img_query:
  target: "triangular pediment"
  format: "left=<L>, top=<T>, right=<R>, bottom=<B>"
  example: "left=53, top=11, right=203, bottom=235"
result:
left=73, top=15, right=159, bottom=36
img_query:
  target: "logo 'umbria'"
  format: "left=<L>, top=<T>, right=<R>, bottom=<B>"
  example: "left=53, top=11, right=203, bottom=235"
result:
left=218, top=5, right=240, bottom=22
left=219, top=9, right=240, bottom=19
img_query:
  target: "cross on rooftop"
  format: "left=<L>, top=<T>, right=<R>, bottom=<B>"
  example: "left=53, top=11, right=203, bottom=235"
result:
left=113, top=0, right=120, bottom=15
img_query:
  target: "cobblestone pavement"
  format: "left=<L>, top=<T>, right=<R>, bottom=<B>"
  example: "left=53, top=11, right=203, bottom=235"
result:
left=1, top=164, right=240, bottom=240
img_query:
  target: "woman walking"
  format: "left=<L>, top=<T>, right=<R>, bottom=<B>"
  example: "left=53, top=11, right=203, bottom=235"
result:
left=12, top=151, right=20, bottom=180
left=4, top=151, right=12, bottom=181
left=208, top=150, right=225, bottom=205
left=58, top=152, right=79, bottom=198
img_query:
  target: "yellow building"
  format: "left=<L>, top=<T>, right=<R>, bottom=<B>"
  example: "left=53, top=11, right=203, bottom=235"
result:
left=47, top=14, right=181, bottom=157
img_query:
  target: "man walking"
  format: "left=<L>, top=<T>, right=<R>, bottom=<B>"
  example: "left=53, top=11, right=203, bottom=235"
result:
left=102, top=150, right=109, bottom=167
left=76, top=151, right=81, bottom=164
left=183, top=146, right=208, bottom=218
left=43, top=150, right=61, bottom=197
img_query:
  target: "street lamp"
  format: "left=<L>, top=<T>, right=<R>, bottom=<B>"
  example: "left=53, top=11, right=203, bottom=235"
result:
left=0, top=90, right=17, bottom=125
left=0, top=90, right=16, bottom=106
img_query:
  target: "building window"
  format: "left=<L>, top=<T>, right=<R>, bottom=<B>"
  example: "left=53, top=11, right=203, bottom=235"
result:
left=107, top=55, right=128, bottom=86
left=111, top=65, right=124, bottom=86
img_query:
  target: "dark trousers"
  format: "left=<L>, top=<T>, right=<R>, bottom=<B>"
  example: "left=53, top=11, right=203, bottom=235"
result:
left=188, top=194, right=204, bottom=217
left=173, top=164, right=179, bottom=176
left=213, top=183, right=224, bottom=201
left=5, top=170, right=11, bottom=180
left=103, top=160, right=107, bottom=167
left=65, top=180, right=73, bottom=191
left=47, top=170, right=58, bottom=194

**********

Return, from the data above, each line in which the string "building" appears.

• _Solution_:
  target: "yellow building"
  target: "building window"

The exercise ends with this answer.